▶ _Vos tâches_:
1/ D'après le commentaire sur le verset 6c, à quel verset commence le discours de Dieu ?
2/ Prolongez le commentaire sur le verset 6c au-delà de sa dernière phrase.

Le v. 6c est énigmatique. Que veut dire le psalmiste quand il affirme : « J’entends des mots qui m’étaient inconnus »? On a pensé à une glose d’un scribe qui ne comprenait pas ce qu’il lisait. Mais ce sont sans doute des mots du psalmiste pour introduire le discours de Dieu qui commence au v. 7 ou même les premiers mots de ce discours. On y a vu aussi la voix des Hébreux qui gémissaient sous le joug des Égyptiens en suppliant Dieu de les aider. Comme c’est la seule phrase à la première personne du singulier, d’autres ont pensé qu’il s’agissait d’une actualisation liturgique en ce sens que la première personne représenterait l’assemblée d’Israël qui doit écouter Dieu (v. 9.12.14). Mais si les v. 5-6b et 7-8 parlent clairement du passé de l’exode, il serait étonnant que 6c fasse une courte brèche dans le présent.

(Entrées de pointage et d'étiquetage)
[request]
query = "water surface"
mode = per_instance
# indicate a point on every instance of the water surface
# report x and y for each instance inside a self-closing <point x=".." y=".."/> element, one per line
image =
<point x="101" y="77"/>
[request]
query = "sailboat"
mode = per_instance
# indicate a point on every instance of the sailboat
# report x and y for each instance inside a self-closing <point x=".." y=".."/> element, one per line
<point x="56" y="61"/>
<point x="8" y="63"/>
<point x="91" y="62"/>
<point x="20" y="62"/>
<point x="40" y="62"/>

...

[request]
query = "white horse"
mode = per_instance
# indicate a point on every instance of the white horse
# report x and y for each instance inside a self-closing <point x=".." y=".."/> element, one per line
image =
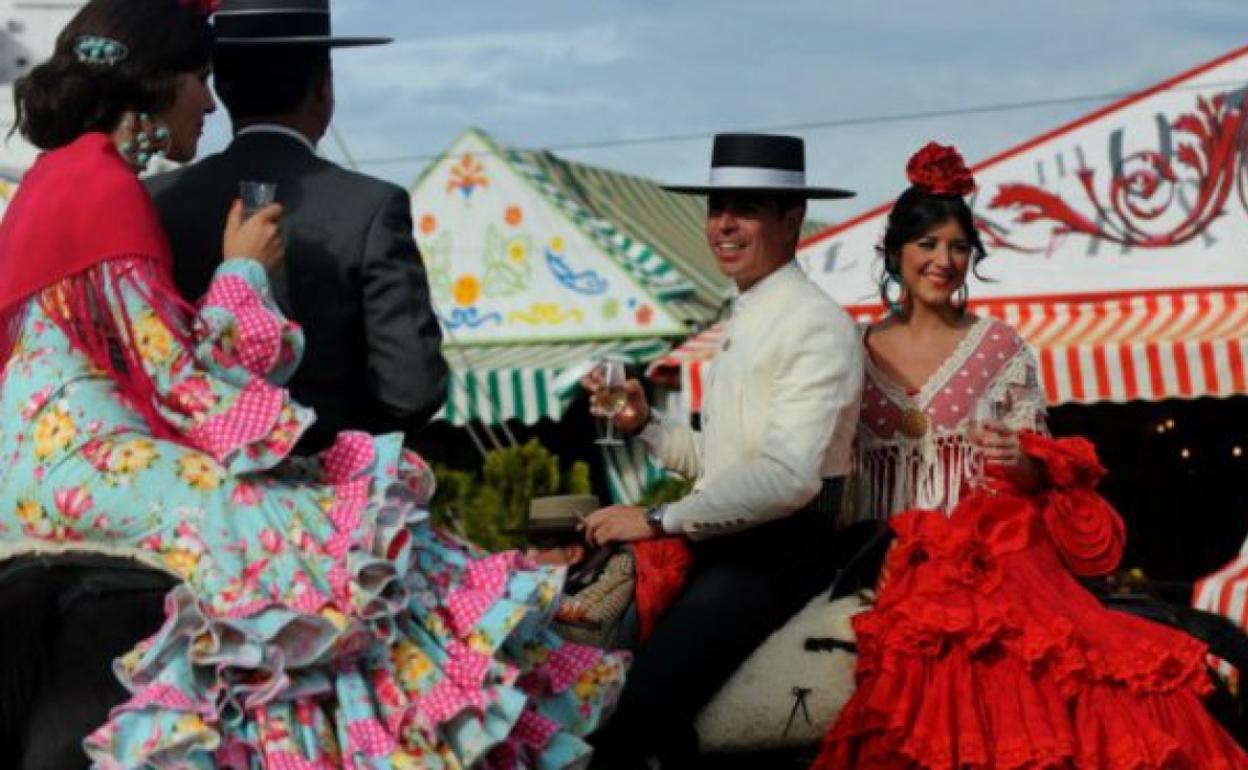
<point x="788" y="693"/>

▶ _Résultats de l'exercice_:
1/ Au verset 7.

2/
L’oracle prophétique (v. 7-17) constitue la seconde partie du psaume. Il y a d’abord un préambule théologique (v. 7-8) rappelant les merveilles de Dieu en faveur de son peuple et justifiant les reproches qu’il mérite. Ce préambule est relié au grand thème de la sortie d’Égypte. Dieu se présente comme le libérateur des Israélites esclaves en Égypte : il a ôté les fardeaux qu’ils portaient sur leurs épaules (v. 7), il les a délivrés des travaux forcés, il s’est manifesté à eux dans la théophanie du Sinaï, il leur a donné de l’eau à Mériba (v. 8). Ici, le texte ne correspond pas vraiment à ce qui est raconté dans Ex 17,1-7; Nb 20,1-13; Ps 95,8-9 où c’est le peuple qui tenta Dieu après avoir reçu le don de l’eau. Puis vient l’oracle comme tel, en trois parties unies par le thème de l’écoute (v. 9-17). L’oracle commence par l’impératif d’un verbe typiquement deutéronomiste « écoute! » Quant au verset suivant (« ô Israël, si tu pouvais m’écouter! v. 9b), ce ne sont pas les paroles d’un juge qui condamne mais d’un père (Dt 6,4-9). Comme dans le Dt, ces paroles sont suivies immédiatement du grand commandement : « Tu n’auras pas chez toi d’autres dieux, tu ne serviras aucun dieu étranger ». À la suite de cette double formulation négative vient, au v. 11, l’autoprésentation positive de Yhwh : « C’est moi le Seigneur ton Dieu, qui t’ai fait monter de la terre d’Égypte ». Il est à remarquer que le nom de Yhwh est mis en relation avec l’acte salvifique de la sortie d’Égypte. Selon l’alliance du Sinaï (Ex 29,46; Lv 22,32-33; 25,38; Nb 15,41), Israël s’est engagé à n’adorer qu’un seul Dieu. C’est le premier commandement (Ex 20,2-6 // Dt 5,6-10).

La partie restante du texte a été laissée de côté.